In the entries that follow, how many lines include "jacket"? Give the number and nothing else.

━━━ Data provided

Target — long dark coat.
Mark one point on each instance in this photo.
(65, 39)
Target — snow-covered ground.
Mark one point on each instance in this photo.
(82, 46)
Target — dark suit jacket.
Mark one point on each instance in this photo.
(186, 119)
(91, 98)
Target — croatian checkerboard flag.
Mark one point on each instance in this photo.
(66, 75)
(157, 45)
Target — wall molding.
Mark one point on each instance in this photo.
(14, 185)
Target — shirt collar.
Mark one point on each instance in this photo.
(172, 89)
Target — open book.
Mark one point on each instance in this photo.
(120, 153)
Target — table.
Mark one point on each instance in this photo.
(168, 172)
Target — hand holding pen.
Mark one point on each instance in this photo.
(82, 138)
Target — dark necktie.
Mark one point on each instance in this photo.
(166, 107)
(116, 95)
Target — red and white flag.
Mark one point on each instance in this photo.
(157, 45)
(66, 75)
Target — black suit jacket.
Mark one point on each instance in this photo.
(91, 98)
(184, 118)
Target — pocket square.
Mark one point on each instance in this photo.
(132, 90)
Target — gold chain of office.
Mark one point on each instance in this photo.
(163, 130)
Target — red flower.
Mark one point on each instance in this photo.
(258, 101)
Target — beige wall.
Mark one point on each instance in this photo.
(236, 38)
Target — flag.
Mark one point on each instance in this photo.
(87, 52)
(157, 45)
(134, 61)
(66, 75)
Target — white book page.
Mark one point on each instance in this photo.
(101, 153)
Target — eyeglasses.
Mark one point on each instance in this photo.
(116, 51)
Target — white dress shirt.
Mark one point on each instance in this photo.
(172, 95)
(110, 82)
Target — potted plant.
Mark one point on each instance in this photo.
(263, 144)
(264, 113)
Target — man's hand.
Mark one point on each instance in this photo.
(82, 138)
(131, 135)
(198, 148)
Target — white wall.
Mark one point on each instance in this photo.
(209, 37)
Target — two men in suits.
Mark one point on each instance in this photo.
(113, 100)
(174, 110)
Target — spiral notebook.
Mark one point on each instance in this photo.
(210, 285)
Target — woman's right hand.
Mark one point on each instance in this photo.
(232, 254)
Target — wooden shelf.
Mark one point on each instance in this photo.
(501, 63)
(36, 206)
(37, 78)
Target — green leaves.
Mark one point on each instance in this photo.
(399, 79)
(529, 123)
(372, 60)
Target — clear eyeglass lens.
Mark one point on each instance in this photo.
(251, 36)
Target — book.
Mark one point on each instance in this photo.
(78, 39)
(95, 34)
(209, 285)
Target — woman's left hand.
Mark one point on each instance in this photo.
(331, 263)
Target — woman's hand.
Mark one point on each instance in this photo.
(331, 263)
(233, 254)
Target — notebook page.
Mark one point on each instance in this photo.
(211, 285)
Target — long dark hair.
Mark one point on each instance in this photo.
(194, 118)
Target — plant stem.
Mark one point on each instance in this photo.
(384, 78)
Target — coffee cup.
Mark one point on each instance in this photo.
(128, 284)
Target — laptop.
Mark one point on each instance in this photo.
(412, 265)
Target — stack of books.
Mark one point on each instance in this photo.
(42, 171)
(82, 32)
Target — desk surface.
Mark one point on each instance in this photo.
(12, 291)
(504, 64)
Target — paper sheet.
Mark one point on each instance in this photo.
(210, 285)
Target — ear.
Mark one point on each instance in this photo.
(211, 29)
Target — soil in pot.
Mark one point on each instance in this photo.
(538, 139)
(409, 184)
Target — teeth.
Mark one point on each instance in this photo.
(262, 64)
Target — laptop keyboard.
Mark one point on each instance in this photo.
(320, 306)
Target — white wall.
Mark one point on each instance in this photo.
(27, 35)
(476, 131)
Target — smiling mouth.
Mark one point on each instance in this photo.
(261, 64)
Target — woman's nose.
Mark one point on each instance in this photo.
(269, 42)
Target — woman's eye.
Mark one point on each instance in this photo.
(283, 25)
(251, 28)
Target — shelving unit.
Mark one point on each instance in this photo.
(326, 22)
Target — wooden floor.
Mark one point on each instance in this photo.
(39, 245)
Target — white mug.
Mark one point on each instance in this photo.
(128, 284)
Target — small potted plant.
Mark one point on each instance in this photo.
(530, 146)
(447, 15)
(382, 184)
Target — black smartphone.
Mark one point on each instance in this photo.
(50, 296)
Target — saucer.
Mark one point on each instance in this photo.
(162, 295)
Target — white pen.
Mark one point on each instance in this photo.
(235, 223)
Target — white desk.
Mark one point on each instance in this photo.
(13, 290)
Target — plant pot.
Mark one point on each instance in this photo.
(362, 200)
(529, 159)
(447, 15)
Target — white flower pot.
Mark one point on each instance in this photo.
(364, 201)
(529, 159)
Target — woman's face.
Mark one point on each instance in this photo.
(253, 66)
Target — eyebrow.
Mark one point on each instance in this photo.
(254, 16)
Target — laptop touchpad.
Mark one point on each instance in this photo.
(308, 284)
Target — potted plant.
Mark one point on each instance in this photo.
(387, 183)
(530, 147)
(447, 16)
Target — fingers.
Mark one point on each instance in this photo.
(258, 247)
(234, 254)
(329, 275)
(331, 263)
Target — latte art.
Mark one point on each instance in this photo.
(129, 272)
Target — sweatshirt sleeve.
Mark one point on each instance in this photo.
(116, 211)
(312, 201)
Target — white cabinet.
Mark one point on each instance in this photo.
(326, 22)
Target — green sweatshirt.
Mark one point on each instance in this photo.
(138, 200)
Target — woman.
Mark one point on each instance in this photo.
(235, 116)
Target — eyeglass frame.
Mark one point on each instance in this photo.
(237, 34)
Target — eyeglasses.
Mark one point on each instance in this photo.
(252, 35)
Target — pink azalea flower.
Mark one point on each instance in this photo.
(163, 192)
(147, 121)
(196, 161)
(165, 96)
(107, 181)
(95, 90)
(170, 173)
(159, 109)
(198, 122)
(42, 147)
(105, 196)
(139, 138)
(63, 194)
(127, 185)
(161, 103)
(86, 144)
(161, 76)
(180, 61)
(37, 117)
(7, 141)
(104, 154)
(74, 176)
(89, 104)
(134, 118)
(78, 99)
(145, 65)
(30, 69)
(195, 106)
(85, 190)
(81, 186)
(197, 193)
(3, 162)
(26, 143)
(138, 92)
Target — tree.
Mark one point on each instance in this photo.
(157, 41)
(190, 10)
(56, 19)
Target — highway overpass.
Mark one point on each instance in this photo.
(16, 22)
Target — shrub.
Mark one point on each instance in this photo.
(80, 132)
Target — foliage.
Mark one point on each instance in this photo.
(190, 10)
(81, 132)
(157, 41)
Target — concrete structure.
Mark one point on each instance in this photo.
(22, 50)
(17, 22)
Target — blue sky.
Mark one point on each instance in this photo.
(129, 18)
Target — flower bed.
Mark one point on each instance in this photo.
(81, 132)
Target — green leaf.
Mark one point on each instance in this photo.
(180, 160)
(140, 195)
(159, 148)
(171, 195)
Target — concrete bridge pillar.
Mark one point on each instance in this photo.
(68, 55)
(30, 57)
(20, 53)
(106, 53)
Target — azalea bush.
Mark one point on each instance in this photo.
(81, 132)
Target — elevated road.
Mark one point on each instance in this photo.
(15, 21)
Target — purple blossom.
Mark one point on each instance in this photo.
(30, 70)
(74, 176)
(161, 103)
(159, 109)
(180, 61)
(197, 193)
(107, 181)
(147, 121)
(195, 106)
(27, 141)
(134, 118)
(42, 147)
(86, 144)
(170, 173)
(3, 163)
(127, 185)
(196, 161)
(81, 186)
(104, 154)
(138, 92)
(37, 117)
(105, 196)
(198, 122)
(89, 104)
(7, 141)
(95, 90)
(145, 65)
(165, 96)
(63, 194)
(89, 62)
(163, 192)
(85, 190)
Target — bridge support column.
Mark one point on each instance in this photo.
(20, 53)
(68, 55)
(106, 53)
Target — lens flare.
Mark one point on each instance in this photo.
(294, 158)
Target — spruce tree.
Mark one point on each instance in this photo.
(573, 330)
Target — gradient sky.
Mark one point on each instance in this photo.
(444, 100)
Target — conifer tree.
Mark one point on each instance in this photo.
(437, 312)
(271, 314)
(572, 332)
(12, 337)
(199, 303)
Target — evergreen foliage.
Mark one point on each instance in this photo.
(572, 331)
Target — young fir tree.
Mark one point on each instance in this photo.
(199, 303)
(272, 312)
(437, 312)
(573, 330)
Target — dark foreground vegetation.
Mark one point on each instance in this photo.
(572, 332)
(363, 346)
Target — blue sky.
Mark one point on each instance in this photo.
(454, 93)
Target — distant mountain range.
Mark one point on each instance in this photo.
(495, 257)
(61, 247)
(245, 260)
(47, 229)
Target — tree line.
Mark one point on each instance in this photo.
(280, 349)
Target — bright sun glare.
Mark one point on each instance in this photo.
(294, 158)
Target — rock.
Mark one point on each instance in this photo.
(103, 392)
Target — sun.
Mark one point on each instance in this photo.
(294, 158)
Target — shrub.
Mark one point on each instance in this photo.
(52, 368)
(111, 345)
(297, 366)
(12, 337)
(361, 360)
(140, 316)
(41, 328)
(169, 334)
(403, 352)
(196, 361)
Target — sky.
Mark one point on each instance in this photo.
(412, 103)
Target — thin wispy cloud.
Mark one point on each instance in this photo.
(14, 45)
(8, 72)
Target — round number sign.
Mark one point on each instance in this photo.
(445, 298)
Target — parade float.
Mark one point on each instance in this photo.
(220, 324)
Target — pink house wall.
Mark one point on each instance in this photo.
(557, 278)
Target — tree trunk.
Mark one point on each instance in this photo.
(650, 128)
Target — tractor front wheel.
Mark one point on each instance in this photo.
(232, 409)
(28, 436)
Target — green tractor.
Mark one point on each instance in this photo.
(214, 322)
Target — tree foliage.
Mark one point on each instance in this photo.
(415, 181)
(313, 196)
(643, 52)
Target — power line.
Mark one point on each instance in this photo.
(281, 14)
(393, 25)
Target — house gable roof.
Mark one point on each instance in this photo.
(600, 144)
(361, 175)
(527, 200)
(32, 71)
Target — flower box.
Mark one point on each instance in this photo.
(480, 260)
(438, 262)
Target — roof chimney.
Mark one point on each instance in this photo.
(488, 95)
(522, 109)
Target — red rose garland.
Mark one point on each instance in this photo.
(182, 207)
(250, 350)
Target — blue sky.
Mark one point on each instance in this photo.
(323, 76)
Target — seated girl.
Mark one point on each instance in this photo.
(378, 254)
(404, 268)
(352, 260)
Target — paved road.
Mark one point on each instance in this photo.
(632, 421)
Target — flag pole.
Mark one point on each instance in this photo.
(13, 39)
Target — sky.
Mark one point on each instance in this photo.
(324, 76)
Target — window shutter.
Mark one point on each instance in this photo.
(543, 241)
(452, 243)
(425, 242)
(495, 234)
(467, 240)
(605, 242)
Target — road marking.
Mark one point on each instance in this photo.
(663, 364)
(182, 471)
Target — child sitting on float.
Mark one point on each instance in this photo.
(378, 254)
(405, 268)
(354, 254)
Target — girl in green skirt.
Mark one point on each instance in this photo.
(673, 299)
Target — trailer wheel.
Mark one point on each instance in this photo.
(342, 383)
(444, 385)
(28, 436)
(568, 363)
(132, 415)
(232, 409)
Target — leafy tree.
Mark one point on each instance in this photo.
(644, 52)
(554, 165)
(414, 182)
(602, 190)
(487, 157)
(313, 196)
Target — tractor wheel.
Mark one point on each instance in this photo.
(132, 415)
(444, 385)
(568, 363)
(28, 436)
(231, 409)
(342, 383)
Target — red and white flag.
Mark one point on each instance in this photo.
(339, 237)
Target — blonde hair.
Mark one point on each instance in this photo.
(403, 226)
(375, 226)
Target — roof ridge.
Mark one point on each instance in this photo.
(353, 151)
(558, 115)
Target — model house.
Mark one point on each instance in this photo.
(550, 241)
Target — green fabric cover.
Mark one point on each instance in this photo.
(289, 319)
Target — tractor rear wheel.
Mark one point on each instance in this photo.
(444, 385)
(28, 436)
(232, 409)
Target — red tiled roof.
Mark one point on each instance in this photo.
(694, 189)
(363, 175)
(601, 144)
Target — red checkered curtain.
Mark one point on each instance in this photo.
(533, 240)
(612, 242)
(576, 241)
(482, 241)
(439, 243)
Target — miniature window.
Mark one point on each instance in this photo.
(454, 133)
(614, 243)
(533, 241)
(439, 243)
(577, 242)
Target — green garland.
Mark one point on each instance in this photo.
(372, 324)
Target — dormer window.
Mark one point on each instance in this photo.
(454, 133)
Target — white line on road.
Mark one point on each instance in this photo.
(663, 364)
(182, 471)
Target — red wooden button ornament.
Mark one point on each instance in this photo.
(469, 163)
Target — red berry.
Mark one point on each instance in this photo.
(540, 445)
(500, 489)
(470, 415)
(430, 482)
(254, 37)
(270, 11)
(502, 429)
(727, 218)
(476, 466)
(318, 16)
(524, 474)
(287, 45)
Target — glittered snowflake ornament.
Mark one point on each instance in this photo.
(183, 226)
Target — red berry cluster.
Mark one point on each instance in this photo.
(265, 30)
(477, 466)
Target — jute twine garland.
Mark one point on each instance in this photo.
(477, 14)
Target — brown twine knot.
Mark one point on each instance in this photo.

━━━━━━

### Answer below:
2